**DO THIS**
Rescale the records from the line containing "outline --target forehead" up to and including the line containing "M 194 104 L", and output only those lines. Give them all again, requests included, with each polygon coordinate in the answers multiplied by 2.1 and rounded to a whole number (halves up), leaving numbers in the requests and their format samples unchanged.

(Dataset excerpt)

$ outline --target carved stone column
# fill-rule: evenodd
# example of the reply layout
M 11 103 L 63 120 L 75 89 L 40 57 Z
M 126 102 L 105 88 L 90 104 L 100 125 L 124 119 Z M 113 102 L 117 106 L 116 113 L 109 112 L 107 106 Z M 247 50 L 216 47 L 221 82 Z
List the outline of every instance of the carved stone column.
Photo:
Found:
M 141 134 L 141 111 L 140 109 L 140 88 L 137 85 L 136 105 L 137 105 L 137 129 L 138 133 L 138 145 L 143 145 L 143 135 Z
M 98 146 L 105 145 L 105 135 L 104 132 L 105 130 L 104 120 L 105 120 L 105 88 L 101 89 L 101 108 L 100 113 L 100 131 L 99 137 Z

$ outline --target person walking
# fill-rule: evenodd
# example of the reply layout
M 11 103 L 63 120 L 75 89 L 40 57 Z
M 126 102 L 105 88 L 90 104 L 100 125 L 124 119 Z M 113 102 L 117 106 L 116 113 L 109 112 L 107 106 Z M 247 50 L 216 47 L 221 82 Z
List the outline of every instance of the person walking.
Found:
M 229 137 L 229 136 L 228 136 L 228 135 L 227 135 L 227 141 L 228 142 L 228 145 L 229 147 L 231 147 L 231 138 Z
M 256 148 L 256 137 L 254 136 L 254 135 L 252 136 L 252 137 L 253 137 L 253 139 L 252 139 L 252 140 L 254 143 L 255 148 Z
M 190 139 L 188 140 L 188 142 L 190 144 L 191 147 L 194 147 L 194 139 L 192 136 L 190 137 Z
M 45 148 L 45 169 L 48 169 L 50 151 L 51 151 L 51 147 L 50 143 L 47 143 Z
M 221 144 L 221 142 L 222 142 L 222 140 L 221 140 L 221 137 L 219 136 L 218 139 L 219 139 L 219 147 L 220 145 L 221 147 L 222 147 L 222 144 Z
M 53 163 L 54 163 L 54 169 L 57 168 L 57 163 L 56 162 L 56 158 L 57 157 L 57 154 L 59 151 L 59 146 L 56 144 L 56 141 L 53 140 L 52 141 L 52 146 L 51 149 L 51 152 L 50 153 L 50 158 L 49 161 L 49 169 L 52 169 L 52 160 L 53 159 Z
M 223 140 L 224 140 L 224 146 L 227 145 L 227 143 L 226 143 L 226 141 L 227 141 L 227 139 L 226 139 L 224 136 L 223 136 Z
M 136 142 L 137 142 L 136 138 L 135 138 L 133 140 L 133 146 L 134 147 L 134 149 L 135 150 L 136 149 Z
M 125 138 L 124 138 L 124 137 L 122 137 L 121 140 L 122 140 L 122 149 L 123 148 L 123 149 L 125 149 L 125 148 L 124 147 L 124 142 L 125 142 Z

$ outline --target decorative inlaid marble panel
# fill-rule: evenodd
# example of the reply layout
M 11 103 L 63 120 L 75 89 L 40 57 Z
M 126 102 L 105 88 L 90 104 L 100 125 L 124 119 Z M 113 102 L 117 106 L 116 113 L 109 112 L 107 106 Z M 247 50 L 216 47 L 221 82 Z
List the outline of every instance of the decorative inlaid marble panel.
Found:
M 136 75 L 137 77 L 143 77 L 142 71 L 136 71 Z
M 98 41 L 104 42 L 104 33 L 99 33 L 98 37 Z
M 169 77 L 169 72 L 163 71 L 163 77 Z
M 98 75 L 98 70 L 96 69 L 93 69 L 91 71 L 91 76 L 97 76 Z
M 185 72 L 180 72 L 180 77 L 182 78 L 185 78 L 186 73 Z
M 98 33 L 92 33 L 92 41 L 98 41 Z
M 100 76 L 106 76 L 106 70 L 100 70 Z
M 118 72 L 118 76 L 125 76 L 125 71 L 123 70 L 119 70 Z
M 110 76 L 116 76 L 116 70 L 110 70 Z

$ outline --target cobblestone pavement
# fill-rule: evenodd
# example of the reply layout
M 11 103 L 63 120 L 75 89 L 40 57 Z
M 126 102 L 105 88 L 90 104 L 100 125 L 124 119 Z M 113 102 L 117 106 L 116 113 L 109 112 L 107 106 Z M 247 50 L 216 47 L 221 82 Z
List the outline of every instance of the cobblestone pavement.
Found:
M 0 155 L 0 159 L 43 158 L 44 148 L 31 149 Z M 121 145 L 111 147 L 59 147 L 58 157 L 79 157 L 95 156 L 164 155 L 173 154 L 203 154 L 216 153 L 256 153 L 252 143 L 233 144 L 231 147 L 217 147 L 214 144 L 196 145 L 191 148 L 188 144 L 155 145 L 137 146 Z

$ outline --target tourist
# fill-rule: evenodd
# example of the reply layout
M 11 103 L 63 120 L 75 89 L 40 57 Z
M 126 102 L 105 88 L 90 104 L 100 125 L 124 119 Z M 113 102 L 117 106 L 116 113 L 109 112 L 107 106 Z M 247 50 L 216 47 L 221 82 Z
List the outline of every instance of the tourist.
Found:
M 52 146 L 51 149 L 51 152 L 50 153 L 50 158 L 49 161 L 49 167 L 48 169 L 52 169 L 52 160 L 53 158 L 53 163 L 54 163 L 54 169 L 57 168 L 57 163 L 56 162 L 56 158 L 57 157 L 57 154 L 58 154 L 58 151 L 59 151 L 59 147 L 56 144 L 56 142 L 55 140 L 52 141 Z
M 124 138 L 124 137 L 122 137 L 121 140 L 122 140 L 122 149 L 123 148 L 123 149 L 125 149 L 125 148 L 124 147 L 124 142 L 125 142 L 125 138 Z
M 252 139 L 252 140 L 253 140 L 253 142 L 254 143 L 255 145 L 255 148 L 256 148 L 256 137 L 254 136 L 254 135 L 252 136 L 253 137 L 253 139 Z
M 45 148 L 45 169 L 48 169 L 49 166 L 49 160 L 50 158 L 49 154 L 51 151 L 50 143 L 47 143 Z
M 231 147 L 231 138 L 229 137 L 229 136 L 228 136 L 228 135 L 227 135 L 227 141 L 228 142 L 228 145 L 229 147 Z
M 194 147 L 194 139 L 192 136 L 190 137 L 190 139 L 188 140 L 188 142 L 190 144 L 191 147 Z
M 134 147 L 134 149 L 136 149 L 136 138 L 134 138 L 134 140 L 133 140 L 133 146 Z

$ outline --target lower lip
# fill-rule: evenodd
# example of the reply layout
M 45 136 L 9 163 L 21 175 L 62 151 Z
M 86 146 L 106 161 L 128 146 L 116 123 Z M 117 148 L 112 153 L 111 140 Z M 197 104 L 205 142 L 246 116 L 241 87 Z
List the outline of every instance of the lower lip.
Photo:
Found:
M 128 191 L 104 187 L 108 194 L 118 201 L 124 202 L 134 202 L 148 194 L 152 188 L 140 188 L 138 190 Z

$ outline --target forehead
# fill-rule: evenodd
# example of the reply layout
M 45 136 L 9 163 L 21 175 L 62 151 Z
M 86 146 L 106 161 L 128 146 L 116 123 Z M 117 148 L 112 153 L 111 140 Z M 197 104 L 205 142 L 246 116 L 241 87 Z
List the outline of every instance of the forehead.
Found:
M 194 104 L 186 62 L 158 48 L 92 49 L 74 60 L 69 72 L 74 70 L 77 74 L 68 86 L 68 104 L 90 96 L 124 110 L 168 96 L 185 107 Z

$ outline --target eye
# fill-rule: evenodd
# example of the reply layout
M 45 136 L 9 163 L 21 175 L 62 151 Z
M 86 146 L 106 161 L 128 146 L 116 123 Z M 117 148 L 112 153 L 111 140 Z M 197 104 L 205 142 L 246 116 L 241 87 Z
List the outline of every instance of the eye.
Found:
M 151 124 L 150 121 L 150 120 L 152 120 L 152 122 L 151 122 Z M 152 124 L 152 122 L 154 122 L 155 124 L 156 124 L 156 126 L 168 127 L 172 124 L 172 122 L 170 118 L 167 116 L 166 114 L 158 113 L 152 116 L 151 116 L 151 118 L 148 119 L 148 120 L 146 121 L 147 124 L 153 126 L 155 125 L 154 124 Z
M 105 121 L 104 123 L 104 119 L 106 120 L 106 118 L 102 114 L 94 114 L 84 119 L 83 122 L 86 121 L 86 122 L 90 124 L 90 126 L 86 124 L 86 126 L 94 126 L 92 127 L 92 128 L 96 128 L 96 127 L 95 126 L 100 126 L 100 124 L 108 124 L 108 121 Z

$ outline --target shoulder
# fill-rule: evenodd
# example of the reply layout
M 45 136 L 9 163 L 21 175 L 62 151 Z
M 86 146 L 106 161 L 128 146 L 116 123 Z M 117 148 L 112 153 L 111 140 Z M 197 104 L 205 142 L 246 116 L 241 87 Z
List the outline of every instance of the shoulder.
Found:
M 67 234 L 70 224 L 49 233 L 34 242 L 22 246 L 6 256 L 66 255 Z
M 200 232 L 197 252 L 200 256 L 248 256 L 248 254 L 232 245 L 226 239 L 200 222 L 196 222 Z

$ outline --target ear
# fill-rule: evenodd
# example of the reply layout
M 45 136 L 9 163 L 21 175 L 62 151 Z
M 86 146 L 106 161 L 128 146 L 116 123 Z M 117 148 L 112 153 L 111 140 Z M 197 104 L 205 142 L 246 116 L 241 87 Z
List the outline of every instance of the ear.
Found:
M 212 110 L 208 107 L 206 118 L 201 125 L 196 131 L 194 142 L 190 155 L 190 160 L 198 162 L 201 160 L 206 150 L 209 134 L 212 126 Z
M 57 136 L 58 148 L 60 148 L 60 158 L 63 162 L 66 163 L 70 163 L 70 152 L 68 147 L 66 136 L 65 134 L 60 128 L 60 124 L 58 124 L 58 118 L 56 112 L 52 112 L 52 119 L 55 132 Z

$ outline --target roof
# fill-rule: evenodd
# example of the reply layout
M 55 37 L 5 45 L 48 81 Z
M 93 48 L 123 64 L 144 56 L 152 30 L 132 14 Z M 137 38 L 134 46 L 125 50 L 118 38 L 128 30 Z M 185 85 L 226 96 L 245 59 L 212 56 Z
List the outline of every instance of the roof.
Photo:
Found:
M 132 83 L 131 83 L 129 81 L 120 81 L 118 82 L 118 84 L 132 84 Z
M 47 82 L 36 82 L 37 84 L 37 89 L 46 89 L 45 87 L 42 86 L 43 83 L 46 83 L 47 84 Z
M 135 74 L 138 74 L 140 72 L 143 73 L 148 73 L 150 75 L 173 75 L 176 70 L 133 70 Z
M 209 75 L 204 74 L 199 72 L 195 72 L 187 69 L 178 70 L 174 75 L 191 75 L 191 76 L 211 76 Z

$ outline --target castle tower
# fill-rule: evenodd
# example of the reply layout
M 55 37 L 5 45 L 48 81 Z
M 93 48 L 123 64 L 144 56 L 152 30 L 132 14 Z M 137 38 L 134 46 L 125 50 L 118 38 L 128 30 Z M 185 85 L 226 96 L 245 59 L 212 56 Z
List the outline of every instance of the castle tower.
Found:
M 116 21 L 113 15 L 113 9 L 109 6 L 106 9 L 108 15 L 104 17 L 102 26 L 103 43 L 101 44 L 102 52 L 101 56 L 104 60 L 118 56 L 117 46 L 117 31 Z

**TASK SOLUTION**
$ outline --target forehead
# fill-rule: evenodd
# example of the reply layout
M 45 136 L 9 163 L 21 175 L 62 151 Z
M 86 146 L 106 161 L 128 146 L 116 123 Z M 117 148 L 112 153 L 111 140 Z M 197 104 L 205 142 L 246 116 L 241 87 Z
List the outline of every instance of the forehead.
Found:
M 407 218 L 391 130 L 332 101 L 193 103 L 155 126 L 145 151 L 155 147 L 162 155 L 143 181 L 143 218 L 189 202 L 260 231 L 353 202 L 389 225 Z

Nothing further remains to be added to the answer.